[BRANO DI PARTENZA]
● ● ● ●

Colpo di stato in Bolivia, Morales si dimette

 

Alla fine il presidente boliviano Evo Morales è stato costretto a dimettersi. Dopo la conferenza stampa in cui i militari avevano "suggerito" al presidente di mettersi da parte, Morales e i membri del suo partito, il MAS, che ricoprivano la carica di vice-presidente e presidente del Senato hanno rassegnato le loro dimissioni.

 

La scelta avviene dopo quasi un mese di proteste di piazza portate avanti dai Comitati Civici di Luis Fernando Camacho, leader dell'opposizione, e dalla Unión Juvenil Cruceñista formazione paramilitare composta da fascisti, anticomunisti ed ultracattolici. Le proteste sono state giustificate con dei presunti brogli elettorali che Morales avrebbe organizzato per evitare di finire al ballottaggio. Durante le manifestazioni che hanno visto come epicentro la roccaforte dell'opposizione, la città di Santa Cruz de la Sierra, i fascisti si sono prodigati in diversi episodi di violenza contro leaders sindacali, politici del MAS e la famiglia del presidente. Fino ad arrivare ad un attentato fallito all'elicottero su cui viaggiava Morales al rientro da una conferenza a Cuba. Morales negli scorsi giorni si era anche detto disponibile a una nuova tornata elettorale per dissipare i dubbi sui brogli, ma il tradimento delle forze di polizia e il posizionamento dei militari hanno fatto precipitare la situazione.

● ● ● ●

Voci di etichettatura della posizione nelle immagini
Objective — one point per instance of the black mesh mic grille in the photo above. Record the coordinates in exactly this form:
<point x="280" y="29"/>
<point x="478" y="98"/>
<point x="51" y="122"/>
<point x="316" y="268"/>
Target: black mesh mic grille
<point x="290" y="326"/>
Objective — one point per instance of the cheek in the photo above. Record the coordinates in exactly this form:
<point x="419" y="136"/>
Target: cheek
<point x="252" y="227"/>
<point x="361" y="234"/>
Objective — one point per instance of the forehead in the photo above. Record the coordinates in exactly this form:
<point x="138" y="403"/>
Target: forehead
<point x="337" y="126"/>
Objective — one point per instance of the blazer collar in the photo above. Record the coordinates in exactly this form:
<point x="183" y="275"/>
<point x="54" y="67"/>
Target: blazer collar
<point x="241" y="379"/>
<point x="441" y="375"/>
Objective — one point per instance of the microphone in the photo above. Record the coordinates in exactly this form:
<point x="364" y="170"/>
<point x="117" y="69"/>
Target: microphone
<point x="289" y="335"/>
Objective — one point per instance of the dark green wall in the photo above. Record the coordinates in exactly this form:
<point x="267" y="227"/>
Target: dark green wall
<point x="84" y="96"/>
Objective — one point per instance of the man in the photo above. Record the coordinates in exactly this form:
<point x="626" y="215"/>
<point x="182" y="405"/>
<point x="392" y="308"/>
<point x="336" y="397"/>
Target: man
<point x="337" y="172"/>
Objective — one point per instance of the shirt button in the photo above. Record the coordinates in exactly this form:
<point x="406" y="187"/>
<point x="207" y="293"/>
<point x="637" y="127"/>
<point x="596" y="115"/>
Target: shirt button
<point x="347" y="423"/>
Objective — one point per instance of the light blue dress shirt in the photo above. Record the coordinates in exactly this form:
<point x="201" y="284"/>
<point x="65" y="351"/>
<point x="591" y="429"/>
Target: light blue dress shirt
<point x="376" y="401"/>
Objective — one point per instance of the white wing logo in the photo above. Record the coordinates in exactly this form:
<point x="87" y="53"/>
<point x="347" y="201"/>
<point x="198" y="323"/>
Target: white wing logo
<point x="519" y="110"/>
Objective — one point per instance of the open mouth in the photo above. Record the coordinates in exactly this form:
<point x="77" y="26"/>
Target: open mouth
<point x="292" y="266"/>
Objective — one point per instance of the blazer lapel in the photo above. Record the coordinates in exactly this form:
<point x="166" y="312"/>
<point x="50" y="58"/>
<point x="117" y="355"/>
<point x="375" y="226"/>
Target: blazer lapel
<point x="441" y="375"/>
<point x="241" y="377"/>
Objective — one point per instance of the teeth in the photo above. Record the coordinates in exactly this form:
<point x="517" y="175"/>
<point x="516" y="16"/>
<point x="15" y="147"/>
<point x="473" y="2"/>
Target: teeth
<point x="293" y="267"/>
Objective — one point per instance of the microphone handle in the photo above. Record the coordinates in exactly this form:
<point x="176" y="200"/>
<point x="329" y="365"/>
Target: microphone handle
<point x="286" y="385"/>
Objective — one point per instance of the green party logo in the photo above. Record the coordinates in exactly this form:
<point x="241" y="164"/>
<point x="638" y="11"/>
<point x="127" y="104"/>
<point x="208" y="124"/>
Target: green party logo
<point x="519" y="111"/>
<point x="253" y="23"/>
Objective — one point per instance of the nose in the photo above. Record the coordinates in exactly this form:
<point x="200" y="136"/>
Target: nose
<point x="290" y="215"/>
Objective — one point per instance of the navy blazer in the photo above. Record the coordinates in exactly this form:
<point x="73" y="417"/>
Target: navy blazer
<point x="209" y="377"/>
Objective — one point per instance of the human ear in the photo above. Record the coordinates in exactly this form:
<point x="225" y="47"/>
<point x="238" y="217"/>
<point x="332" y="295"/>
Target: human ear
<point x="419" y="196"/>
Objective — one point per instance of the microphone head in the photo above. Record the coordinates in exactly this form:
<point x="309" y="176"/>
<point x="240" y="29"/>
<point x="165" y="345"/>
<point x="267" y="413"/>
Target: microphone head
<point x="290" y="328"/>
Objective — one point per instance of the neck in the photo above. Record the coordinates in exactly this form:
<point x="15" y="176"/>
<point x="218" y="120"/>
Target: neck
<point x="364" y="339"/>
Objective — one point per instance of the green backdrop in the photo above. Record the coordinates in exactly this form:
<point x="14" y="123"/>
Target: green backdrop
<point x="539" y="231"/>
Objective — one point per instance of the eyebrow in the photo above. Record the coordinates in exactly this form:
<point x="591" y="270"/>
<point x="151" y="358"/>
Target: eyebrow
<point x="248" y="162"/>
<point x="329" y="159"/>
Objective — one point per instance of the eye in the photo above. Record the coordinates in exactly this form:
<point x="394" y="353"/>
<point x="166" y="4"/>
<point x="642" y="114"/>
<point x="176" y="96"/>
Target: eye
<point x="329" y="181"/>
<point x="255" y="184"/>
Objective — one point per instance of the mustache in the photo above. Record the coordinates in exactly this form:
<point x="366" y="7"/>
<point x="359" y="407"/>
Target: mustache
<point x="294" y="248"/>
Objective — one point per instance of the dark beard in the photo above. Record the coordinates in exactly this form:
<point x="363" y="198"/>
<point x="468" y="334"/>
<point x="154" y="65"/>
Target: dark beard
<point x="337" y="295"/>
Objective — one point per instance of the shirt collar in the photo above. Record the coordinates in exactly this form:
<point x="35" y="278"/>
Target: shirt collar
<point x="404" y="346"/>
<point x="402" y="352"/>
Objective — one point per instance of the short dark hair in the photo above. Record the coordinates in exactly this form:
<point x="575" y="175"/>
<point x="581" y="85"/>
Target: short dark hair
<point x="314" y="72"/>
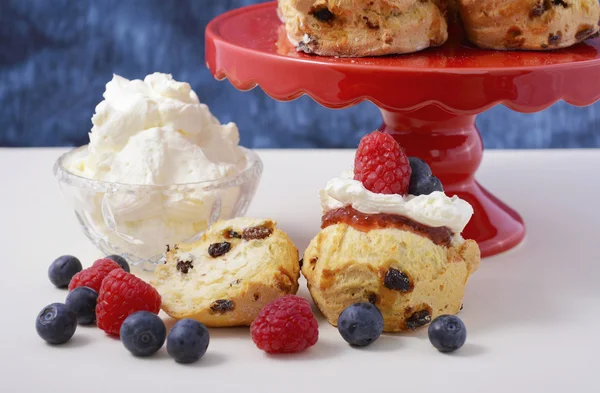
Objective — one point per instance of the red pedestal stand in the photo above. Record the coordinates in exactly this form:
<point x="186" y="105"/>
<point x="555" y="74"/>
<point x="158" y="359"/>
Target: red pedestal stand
<point x="429" y="99"/>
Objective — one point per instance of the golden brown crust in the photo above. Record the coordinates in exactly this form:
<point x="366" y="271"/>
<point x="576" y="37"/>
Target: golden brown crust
<point x="529" y="24"/>
<point x="356" y="28"/>
<point x="405" y="275"/>
<point x="231" y="289"/>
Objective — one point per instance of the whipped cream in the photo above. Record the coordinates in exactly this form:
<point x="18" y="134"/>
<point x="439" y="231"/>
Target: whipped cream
<point x="156" y="132"/>
<point x="434" y="210"/>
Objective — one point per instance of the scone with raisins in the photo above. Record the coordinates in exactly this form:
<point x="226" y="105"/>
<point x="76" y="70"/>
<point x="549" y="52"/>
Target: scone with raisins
<point x="357" y="28"/>
<point x="406" y="275"/>
<point x="390" y="236"/>
<point x="529" y="24"/>
<point x="227" y="277"/>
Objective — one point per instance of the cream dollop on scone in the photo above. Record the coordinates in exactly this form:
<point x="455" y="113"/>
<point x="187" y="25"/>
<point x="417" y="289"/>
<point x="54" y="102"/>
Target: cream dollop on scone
<point x="404" y="253"/>
<point x="228" y="276"/>
<point x="529" y="24"/>
<point x="356" y="28"/>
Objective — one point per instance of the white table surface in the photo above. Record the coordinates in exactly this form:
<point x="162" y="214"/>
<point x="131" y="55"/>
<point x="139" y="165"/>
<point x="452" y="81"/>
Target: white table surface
<point x="533" y="314"/>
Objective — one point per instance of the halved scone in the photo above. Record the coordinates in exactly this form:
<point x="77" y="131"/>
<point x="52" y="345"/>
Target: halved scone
<point x="228" y="276"/>
<point x="411" y="279"/>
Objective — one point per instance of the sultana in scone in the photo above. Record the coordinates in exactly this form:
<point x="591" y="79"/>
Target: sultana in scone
<point x="357" y="28"/>
<point x="227" y="277"/>
<point x="529" y="24"/>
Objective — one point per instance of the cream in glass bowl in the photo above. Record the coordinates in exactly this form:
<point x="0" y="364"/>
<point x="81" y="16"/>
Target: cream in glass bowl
<point x="159" y="169"/>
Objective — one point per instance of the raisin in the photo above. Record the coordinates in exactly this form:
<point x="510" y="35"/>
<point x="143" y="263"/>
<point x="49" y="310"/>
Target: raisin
<point x="554" y="39"/>
<point x="231" y="234"/>
<point x="418" y="319"/>
<point x="256" y="233"/>
<point x="184" y="266"/>
<point x="397" y="280"/>
<point x="370" y="25"/>
<point x="584" y="32"/>
<point x="323" y="14"/>
<point x="373" y="298"/>
<point x="538" y="9"/>
<point x="560" y="2"/>
<point x="217" y="249"/>
<point x="222" y="306"/>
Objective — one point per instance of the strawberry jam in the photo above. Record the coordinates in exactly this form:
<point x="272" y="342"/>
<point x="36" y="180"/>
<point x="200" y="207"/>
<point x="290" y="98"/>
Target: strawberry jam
<point x="441" y="236"/>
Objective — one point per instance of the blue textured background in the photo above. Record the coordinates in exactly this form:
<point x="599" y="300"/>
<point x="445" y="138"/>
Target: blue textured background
<point x="57" y="55"/>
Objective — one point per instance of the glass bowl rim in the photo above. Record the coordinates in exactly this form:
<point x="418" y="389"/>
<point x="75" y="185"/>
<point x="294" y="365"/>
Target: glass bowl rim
<point x="254" y="168"/>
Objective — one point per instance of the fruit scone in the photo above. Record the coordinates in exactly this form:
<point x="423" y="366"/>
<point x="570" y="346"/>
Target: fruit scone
<point x="390" y="236"/>
<point x="356" y="28"/>
<point x="529" y="24"/>
<point x="230" y="274"/>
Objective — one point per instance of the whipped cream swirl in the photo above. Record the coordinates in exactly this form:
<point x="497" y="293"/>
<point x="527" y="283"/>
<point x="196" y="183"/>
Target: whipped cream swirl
<point x="434" y="210"/>
<point x="155" y="132"/>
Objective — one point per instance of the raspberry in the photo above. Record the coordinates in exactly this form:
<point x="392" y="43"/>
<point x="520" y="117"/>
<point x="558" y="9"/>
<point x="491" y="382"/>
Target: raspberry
<point x="381" y="165"/>
<point x="93" y="276"/>
<point x="120" y="295"/>
<point x="284" y="326"/>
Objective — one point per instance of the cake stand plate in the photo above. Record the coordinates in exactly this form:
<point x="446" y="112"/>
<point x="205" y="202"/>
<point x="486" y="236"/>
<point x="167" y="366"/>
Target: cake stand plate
<point x="429" y="100"/>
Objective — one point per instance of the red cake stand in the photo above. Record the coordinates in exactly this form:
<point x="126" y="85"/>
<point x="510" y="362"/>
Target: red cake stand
<point x="429" y="100"/>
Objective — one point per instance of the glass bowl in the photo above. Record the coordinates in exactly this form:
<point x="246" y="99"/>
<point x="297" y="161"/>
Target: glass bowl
<point x="139" y="221"/>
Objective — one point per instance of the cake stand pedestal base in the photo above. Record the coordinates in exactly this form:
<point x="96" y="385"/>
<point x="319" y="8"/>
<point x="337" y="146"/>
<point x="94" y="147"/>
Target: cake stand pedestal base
<point x="452" y="146"/>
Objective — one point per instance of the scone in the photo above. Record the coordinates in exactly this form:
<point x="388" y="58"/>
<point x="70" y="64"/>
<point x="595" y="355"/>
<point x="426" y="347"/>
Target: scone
<point x="226" y="278"/>
<point x="390" y="236"/>
<point x="356" y="28"/>
<point x="408" y="277"/>
<point x="529" y="24"/>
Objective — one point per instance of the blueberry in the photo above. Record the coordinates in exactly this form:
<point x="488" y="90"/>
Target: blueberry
<point x="187" y="341"/>
<point x="447" y="333"/>
<point x="82" y="301"/>
<point x="425" y="185"/>
<point x="419" y="168"/>
<point x="360" y="324"/>
<point x="62" y="270"/>
<point x="120" y="261"/>
<point x="143" y="333"/>
<point x="56" y="323"/>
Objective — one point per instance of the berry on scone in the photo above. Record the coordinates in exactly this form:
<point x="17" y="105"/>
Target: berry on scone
<point x="381" y="165"/>
<point x="56" y="323"/>
<point x="120" y="295"/>
<point x="422" y="181"/>
<point x="187" y="341"/>
<point x="120" y="261"/>
<point x="94" y="275"/>
<point x="447" y="333"/>
<point x="360" y="324"/>
<point x="285" y="325"/>
<point x="62" y="270"/>
<point x="82" y="301"/>
<point x="143" y="333"/>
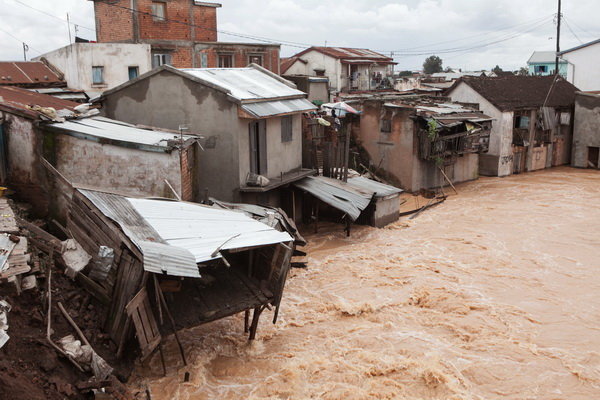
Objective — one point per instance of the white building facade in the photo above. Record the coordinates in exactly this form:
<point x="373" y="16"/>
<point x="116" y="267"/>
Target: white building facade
<point x="584" y="66"/>
<point x="96" y="67"/>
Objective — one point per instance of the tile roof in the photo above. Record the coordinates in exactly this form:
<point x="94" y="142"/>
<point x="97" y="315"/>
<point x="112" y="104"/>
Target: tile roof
<point x="350" y="54"/>
<point x="286" y="63"/>
<point x="522" y="92"/>
<point x="30" y="73"/>
<point x="17" y="99"/>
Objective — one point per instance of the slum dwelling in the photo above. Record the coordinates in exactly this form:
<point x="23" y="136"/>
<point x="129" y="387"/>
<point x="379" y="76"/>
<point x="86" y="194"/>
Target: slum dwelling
<point x="163" y="265"/>
<point x="417" y="142"/>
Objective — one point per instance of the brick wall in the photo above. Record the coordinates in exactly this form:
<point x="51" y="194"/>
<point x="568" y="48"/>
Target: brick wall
<point x="206" y="20"/>
<point x="117" y="24"/>
<point x="181" y="57"/>
<point x="187" y="166"/>
<point x="113" y="24"/>
<point x="241" y="54"/>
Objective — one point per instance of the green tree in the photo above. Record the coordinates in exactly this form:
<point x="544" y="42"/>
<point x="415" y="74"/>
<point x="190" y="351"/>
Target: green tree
<point x="432" y="65"/>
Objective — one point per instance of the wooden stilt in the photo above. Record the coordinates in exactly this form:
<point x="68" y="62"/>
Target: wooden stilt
<point x="162" y="359"/>
<point x="246" y="321"/>
<point x="168" y="312"/>
<point x="255" y="316"/>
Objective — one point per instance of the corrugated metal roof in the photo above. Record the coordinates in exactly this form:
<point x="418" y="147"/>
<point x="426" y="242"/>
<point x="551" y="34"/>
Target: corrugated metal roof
<point x="350" y="53"/>
<point x="105" y="128"/>
<point x="380" y="189"/>
<point x="278" y="107"/>
<point x="342" y="196"/>
<point x="202" y="229"/>
<point x="174" y="236"/>
<point x="29" y="73"/>
<point x="543" y="57"/>
<point x="18" y="99"/>
<point x="245" y="83"/>
<point x="159" y="256"/>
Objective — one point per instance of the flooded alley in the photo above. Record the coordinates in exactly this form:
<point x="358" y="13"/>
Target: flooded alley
<point x="492" y="294"/>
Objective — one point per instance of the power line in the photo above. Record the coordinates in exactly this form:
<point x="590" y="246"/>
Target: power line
<point x="461" y="49"/>
<point x="21" y="41"/>
<point x="571" y="30"/>
<point x="53" y="16"/>
<point x="495" y="31"/>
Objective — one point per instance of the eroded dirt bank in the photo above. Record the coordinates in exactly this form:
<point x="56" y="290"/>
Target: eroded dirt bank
<point x="493" y="294"/>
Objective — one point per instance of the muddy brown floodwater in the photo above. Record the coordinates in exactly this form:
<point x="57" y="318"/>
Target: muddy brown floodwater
<point x="494" y="294"/>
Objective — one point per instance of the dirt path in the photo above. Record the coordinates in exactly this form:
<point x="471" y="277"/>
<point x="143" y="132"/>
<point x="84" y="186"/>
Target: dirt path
<point x="493" y="294"/>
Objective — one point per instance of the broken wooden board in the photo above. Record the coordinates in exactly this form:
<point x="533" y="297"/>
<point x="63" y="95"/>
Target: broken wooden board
<point x="140" y="312"/>
<point x="8" y="222"/>
<point x="17" y="260"/>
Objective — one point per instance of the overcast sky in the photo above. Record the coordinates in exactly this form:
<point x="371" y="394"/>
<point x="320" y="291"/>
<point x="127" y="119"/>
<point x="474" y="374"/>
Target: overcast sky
<point x="467" y="34"/>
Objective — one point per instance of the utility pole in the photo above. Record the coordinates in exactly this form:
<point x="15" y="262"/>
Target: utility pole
<point x="69" y="28"/>
<point x="559" y="15"/>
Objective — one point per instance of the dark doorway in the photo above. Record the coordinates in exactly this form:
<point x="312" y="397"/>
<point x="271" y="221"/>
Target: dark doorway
<point x="258" y="147"/>
<point x="593" y="155"/>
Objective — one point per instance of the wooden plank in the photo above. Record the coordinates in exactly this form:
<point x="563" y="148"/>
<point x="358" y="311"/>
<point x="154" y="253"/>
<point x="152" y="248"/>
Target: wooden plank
<point x="95" y="289"/>
<point x="144" y="322"/>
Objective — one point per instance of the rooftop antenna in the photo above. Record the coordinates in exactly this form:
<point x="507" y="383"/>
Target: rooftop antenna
<point x="558" y="16"/>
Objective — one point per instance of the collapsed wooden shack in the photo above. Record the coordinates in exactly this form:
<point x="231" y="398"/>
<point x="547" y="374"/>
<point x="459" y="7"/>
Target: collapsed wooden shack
<point x="186" y="263"/>
<point x="358" y="200"/>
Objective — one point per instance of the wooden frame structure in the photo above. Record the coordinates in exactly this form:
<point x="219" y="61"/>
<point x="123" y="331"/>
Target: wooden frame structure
<point x="242" y="280"/>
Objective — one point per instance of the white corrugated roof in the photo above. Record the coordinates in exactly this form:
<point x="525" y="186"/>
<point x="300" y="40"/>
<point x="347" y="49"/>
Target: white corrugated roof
<point x="174" y="236"/>
<point x="201" y="229"/>
<point x="349" y="199"/>
<point x="542" y="57"/>
<point x="105" y="128"/>
<point x="278" y="107"/>
<point x="245" y="83"/>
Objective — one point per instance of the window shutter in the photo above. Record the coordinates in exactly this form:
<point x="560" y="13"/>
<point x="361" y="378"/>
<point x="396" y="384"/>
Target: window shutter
<point x="262" y="146"/>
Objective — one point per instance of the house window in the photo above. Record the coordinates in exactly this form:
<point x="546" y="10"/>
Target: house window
<point x="287" y="124"/>
<point x="522" y="122"/>
<point x="386" y="125"/>
<point x="159" y="11"/>
<point x="258" y="147"/>
<point x="160" y="59"/>
<point x="225" y="61"/>
<point x="255" y="59"/>
<point x="134" y="72"/>
<point x="97" y="75"/>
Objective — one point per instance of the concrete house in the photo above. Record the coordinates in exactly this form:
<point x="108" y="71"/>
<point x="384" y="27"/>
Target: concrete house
<point x="192" y="44"/>
<point x="41" y="77"/>
<point x="96" y="67"/>
<point x="532" y="126"/>
<point x="347" y="69"/>
<point x="543" y="63"/>
<point x="411" y="140"/>
<point x="40" y="132"/>
<point x="583" y="61"/>
<point x="251" y="119"/>
<point x="586" y="133"/>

● ● ● ●

[PROBLEMA POSTO A] Nel brano sulla crisi boliviana, chi guidava i Comitati Civici che hanno portato avanti le proteste?
[PROBLEMA POSTO B] Riporta tutto il brano sulla crisi boliviana a partire da "Colpo di stato" giù fino a "le loro dimissioni.".

[RISPOSTA A] Luis Fernando Camacho, leader dell'opposizione.

[RISPOSTA B]
Colpo di stato in Bolivia, Morales si dimette

 

Alla fine il presidente boliviano Evo Morales è stato costretto a dimettersi. Dopo la conferenza stampa in cui i militari avevano "suggerito" al presidente di mettersi da parte, Morales e i membri del suo partito, il MAS, che ricoprivano la carica di vice-presidente e presidente del Senato hanno rassegnato le loro dimissioni.